[jboss-as7-dev] Detyped API document feedback

Tue Jan 4 15:17:24 EST 2011

Responding to the simple bit first...

On 1/4/11 11:02 AM, David M. Lloyd wrote:
> This commentary is in reference to version 2 of the detyped API document
> at:  http://community.jboss.org/wiki/AS7DetypedManagementAPI/version/2
>
<snip/>
>
> <trim>
>> * Provide clean handling for operations that inherently impact
>> multiple servers (i.e. updates to the domain.xml configuration model
>> and any host.xml configuration.) Allow the end user to specify how
>> those changes are applied to various server groups and the servers
>> within those groups in a "management operation plan". After the
>> operation is executed, provide detailed information on how the
>> operation was executed on the various controllers and servers
>> involved.
> <snip>
>> * Management operation plans should include support for multiple
>> operations that update persistent configuration that are to be
>> performed as an atomic unit.
>   >
>> - TODO: is it necessary to support plans
>> with multiple operations that are not atomic; i.e. where failure of
>> one operation will not cause the others to be rolled back? We
>> currently do, but this adds conceptual complexity and clutters the
>> API a bit.
>
> On the model level, no.  Either the whole update is applied or none of it.
>
> At runtime, I think that any part of a multi-step ("composite") update
> failing is equivalent to the whole update failing.  Also, any update, be
> it simple or composite, should only have one single plan which applies
> to the whole works (in other words, the plan for application and/or
> rollback may only be present on the top-most update entity which was
> submitted to the controller).
>
> This simplifies the whole issue.  I can say, "Run these 3 updates.  If
> they fail (at runtime), just keep it in there and I'll inspect and/or
> fix it by hand.", or "If they fail, roll them all back".  These are the
> only two sensible actions I can think of.
>

Yes, this is exactly what I intend to do. Single or multi-step updates 
must all apply successfully to the model on the DC and each HC, or they 
will be reverted. If they do apply successfully, they can be applied to 
each server. They must all apply to the model successfully on the 
server; if not they will be reverted. Whether failure to apply to the 
runtime triggers rollback on that server is controllable via a single 
boolean param.

The TODO above was about whether or not that single param should exist, 
or whether "If they fail, roll them all back" should be the only 
behavior. For now I'm sticking with leaving both "If they fail (at 
runtime), just keep it in there and I'll inspect and/or fix it by hand"
++++++++++++++++++++
> _REQUIRED WORK_
- A) In the mailing-list reply on the detyped API document above, rewrite the paragraph beginning "Yes, this is exactly what I intend to do" as a short bulleted list that keeps its main facts.
- B) State how many lines of the entries below contain the string "return", treating case as significant, and give only the number.

[Recorded data]
++++++++++++++++++++
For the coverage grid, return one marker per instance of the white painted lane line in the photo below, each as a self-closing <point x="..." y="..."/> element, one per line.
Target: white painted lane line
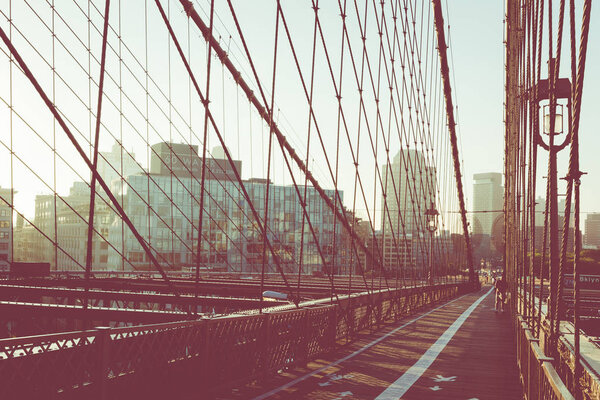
<point x="349" y="356"/>
<point x="397" y="389"/>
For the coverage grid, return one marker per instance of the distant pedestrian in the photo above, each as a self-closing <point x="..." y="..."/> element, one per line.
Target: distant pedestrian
<point x="500" y="286"/>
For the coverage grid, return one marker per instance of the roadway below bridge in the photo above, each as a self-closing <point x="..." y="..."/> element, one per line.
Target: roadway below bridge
<point x="461" y="349"/>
++++++++++++++++++++
> _OUTPUTS_
- A)
- Single or multi-step updates must all apply successfully to the model on the DC and each HC, or they are reverted.
- If they apply successfully there, they can be applied to each server.
- On each server, they must all apply to the model successfully, or they are reverted.
- A single boolean parameter controls whether failure to apply to the runtime triggers rollback on that server.

- B) 3